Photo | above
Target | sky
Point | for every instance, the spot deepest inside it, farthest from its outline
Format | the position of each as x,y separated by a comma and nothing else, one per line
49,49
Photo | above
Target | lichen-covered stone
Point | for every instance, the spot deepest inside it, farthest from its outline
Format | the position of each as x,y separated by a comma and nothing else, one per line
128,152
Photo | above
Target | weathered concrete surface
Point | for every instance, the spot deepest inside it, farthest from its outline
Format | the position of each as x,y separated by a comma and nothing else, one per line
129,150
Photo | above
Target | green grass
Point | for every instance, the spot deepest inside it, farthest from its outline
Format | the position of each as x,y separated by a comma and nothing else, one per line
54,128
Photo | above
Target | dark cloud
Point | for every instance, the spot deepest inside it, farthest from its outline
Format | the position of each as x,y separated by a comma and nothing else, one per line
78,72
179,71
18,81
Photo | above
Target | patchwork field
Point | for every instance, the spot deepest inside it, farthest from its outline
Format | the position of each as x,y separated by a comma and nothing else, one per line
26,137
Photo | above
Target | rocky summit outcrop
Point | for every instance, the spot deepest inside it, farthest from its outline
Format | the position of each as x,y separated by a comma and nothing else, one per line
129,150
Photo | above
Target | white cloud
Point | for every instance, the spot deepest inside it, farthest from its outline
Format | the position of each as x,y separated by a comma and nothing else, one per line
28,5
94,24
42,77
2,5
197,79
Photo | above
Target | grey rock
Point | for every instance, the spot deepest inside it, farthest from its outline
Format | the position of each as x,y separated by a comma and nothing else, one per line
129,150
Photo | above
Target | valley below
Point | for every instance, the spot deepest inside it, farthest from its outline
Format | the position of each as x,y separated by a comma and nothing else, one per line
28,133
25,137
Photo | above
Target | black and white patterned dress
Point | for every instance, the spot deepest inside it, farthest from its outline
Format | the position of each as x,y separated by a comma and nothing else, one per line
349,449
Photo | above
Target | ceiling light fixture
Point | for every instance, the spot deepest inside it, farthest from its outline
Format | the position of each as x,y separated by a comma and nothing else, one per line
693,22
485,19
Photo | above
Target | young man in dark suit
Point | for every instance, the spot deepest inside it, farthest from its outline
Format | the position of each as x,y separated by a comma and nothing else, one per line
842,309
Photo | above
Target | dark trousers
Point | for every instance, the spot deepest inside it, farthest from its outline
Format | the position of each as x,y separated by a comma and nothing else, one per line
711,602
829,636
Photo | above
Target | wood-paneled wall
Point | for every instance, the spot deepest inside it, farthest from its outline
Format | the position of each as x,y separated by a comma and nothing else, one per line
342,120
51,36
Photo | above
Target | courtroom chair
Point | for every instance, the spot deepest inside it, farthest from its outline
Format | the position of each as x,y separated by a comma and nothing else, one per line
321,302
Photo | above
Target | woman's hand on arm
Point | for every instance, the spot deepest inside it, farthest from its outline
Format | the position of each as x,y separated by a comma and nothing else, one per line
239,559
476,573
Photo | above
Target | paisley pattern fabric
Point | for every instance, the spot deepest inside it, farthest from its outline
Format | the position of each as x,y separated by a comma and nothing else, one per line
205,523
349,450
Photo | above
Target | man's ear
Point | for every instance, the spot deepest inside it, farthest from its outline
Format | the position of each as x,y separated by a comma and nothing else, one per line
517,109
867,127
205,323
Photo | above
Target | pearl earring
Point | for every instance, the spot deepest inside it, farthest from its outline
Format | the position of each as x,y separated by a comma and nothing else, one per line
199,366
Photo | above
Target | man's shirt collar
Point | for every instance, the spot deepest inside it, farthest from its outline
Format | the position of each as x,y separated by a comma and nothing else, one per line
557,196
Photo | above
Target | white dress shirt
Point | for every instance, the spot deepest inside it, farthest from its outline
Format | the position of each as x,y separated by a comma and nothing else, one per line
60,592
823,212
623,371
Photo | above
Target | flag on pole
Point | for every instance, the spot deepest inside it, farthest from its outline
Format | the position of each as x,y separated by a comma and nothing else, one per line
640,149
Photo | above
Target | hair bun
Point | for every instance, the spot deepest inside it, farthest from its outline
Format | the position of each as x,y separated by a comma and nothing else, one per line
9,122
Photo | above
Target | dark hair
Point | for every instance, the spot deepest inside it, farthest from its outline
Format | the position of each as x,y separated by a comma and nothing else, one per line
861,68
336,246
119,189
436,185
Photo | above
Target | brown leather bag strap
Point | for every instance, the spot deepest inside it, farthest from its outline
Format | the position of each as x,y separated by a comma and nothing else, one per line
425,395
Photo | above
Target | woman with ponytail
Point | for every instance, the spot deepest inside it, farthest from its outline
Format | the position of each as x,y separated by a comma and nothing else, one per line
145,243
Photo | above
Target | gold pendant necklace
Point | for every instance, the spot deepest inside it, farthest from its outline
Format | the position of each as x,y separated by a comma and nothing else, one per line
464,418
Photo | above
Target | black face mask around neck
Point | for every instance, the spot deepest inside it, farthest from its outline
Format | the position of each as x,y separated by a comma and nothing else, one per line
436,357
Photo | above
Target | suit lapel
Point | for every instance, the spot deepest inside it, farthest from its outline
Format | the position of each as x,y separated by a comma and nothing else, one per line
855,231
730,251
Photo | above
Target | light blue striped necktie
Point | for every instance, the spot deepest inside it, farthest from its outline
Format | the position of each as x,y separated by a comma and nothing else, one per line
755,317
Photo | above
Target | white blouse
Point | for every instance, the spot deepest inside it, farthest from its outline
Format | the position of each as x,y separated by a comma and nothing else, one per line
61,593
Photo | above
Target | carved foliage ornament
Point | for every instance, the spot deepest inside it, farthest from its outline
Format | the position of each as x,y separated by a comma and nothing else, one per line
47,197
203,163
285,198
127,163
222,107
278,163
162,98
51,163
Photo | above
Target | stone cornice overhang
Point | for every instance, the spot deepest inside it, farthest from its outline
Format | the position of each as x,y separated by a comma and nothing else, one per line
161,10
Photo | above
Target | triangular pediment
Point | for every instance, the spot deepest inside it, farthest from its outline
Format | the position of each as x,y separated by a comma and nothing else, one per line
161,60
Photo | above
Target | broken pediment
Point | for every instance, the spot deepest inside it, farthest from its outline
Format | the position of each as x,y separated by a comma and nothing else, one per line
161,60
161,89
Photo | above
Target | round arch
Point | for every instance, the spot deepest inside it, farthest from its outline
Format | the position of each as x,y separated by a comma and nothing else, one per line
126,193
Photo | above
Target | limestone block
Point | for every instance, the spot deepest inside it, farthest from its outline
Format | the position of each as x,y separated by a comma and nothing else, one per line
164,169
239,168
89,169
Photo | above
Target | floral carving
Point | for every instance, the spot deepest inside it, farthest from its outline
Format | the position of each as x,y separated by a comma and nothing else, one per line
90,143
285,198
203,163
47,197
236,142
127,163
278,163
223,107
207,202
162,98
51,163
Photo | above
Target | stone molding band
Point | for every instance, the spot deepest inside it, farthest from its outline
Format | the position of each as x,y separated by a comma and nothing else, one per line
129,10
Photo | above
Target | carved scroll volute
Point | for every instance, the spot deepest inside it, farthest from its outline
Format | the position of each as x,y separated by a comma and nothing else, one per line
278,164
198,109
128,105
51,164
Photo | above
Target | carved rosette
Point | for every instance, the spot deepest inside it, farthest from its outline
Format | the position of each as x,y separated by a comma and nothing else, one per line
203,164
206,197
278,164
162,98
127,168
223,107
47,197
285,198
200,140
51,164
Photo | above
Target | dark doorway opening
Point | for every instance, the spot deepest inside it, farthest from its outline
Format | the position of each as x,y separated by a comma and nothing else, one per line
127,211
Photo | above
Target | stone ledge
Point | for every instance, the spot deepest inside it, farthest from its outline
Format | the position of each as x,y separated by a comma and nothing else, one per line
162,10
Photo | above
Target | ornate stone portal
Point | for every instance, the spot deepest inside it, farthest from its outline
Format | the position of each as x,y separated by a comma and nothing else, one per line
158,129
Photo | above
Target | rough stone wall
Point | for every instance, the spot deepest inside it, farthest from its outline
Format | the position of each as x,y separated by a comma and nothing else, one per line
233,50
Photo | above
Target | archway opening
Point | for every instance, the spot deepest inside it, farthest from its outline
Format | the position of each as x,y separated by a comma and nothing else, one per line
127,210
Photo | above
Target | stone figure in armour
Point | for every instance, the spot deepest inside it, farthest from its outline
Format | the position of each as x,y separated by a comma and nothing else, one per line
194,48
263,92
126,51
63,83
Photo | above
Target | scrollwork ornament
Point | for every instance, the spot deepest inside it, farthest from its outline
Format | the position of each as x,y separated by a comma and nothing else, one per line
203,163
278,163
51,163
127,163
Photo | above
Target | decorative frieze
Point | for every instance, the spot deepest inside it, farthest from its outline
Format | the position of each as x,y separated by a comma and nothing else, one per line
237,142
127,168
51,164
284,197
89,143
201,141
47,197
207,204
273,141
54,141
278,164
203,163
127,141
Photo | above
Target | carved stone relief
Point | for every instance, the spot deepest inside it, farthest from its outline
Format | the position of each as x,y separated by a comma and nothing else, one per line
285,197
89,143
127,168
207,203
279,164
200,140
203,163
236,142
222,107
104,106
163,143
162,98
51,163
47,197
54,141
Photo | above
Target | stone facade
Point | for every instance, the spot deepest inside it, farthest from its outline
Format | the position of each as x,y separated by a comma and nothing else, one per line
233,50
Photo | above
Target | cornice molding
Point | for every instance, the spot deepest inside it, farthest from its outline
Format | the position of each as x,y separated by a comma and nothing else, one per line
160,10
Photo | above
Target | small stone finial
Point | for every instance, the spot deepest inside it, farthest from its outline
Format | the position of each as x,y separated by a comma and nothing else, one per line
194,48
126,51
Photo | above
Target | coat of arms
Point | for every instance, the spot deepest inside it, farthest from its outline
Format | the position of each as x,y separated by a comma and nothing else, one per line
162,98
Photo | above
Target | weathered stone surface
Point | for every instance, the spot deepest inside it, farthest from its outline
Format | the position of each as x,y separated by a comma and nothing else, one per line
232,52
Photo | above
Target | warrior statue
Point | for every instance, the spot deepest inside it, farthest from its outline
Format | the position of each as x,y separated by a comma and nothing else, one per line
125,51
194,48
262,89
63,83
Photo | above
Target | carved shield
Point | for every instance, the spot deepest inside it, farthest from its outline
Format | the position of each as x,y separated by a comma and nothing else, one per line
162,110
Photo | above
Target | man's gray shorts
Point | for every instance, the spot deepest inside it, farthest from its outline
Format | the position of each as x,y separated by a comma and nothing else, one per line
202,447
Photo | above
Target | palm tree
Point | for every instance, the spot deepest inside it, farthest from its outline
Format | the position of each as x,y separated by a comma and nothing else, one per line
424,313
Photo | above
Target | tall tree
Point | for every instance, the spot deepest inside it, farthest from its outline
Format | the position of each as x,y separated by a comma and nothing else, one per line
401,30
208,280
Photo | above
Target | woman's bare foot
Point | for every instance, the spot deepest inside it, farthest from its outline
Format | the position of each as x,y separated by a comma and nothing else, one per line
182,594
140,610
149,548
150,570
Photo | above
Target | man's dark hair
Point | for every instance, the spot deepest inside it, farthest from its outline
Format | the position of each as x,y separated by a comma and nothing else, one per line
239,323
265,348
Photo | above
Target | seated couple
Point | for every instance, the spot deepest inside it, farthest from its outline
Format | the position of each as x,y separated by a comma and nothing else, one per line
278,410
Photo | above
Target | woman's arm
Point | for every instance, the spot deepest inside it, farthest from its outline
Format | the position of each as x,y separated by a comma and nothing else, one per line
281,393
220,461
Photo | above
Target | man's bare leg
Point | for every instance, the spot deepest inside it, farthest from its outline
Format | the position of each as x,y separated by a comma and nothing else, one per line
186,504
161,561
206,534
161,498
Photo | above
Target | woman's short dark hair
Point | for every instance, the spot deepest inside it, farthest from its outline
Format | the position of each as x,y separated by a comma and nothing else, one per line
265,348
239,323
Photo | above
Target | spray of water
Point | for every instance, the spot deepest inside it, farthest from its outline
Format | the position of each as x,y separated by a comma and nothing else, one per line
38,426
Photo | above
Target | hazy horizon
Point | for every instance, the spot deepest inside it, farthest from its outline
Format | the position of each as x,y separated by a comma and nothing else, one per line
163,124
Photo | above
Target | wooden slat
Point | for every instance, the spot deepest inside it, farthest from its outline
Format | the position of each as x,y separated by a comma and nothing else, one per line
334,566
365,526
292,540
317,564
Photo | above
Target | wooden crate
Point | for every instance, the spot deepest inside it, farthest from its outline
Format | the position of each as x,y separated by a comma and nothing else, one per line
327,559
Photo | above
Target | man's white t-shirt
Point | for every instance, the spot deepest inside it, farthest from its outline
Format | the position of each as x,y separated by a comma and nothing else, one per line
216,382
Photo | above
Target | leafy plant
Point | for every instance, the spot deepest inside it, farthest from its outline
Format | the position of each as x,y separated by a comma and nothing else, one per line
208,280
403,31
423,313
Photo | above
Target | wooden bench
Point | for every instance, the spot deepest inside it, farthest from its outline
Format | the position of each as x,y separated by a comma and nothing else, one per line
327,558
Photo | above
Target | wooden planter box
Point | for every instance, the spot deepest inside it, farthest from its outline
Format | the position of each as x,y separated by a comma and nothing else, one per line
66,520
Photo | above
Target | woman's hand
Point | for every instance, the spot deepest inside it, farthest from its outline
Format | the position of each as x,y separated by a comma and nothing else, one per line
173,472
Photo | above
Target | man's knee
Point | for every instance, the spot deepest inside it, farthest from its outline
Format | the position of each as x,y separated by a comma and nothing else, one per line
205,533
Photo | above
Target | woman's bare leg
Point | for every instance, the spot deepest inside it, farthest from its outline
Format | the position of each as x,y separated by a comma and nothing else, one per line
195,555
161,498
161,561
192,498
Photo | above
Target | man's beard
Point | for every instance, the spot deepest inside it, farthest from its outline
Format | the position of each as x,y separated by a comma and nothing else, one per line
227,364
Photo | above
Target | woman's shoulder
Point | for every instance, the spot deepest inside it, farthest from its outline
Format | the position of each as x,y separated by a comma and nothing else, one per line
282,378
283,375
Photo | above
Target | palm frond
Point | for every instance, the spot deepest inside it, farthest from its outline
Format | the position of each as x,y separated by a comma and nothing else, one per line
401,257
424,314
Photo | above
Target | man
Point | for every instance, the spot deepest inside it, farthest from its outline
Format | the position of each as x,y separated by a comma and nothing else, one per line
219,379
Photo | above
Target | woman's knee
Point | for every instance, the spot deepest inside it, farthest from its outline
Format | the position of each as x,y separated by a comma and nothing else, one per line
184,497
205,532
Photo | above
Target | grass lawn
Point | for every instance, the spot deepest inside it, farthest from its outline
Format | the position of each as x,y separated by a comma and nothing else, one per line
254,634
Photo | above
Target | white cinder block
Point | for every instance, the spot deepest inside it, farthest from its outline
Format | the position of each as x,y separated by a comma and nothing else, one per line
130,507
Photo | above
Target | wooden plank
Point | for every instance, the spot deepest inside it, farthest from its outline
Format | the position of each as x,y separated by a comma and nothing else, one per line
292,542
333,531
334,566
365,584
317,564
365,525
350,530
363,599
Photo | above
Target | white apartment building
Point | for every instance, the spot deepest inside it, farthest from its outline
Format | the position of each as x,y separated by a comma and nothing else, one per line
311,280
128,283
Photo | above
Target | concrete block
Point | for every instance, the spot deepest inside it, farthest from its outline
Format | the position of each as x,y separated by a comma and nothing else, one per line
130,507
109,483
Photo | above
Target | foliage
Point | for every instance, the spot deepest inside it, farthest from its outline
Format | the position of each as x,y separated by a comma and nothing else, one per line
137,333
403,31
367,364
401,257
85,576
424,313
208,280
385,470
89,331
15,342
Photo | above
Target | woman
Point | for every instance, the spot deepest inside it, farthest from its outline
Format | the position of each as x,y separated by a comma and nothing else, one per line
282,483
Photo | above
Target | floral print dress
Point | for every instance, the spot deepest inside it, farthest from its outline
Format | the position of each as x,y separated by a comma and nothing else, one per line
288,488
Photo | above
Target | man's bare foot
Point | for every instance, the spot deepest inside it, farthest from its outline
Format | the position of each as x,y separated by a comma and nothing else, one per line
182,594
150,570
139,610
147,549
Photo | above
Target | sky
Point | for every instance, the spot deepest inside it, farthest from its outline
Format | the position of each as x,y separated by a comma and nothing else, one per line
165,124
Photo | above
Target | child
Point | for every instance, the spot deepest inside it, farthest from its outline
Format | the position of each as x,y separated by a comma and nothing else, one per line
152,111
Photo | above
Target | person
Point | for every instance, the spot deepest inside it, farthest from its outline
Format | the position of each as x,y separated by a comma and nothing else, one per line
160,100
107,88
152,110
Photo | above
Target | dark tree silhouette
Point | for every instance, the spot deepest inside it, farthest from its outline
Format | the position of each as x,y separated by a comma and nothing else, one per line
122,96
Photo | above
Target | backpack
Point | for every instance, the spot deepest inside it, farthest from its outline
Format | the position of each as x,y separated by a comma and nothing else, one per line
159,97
········
■ Task prompt ■
Identify every line in the records above that contains the string "opening", and copy each of those lines in full. Case counts.

■ Solution ■
Target | dark doorway opening
Target | archway opening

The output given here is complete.